Semaine Marie Chouinard : Un petit quelque chose d’organique
Collaborateurs inattendus, le Grand Théâtre de Québec et la Rotonde invitent la Compagnie Marie Chouinard pour deux spectacles distincts. Au programme: les trois plus récentes oeuvres de cette artiste intense, inspirée par le corps et son souffle.
Le Cri du monde
Si le style profondément organique de Marie Chouinard ne se dément pas au fil des ans, la compagnie a par contre fait peau neuve depuis son dernier passage à Québec, en 1998, lors de la présentation de L’Amande et le Diamant. "L’équipe que j’ai depuis deux ans, c’est une équipe qui est beaucoup plus forte que tous les autres danseurs que j’ai eus, affirme la chorégraphe montréalaise… Ça a beaucoup changé. Ça adonne comme ça. Ça m’a fait créer des pièces beaucoup plus exigeantes. Dans Le Cri du monde, il y a vraiment une virtuosité qui est beaucoup plus développée que dans n’importe quelle autre pièce que j’ai créée avant."
Saluée comme innovatrice, l’étrange gestuelle du Cri du monde, la toute dernière pièce au répertoire, est le fruit d’une étude sur les articulations, "la complexité des angles, la complexité de l’organisation du corps dans l’espace, précise la chorégraphe. Et aussi sur le travail en isolation. Par exemple, de placer le poignet quelque part dans l’espace et de bouger le bras autour."

====================

• **Travail à faire**
1. Recopiez fidèlement le passage de l'extrait compris entre « Semaine Marie Chouinard » et « et son souffle. », ces mots inclus.
2. Condensez sous forme de liste le paragraphe de l'extrait qui commence par « Si le style profondément organique », en gardant ses faits principaux.
Servez-vous seulement de l'extrait pour répondre.

====================

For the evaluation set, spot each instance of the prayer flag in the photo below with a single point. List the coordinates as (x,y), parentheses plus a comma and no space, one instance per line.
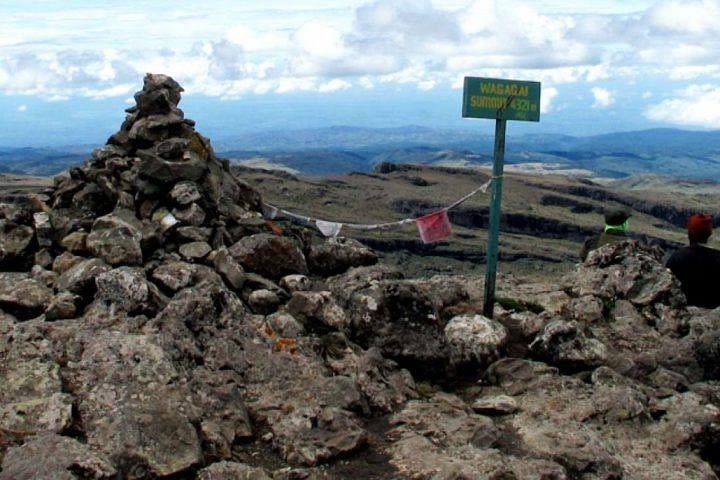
(329,229)
(434,227)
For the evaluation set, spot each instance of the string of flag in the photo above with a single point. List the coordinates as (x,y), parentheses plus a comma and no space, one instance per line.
(432,227)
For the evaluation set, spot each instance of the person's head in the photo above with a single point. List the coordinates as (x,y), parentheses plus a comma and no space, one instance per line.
(699,228)
(617,220)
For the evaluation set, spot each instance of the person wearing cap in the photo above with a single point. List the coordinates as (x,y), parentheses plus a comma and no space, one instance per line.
(698,266)
(616,225)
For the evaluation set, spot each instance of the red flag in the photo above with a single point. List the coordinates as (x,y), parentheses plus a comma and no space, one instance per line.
(434,227)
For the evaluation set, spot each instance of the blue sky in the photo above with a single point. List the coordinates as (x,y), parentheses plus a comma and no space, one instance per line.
(67,69)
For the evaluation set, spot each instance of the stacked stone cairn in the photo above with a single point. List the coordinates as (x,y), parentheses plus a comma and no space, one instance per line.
(153,325)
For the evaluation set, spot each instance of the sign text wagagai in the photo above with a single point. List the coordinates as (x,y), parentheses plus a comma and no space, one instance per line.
(501,99)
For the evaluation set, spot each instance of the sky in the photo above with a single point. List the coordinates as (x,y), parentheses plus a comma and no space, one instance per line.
(67,69)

====================

• **Réponses attendues**
1.
Semaine Marie Chouinard : Un petit quelque chose d’organique
Collaborateurs inattendus, le Grand Théâtre de Québec et la Rotonde invitent la Compagnie Marie Chouinard pour deux spectacles distincts. Au programme: les trois plus récentes oeuvres de cette artiste intense, inspirée par le corps et son souffle.

2.
- Le style de Marie Chouinard demeure profondément organique au fil des ans.
- La compagnie a cependant fait peau neuve depuis son dernier passage à Québec, en 1998, avec L'Amande et le Diamant.
- Selon la chorégraphe montréalaise, l'équipe qu'elle a depuis deux ans est beaucoup plus forte que tous ses danseurs précédents.
- Ce changement l'a amenée à créer des pièces beaucoup plus exigeantes.
- Le Cri du monde montre une virtuosité beaucoup plus développée que n'importe laquelle de ses pièces antérieures.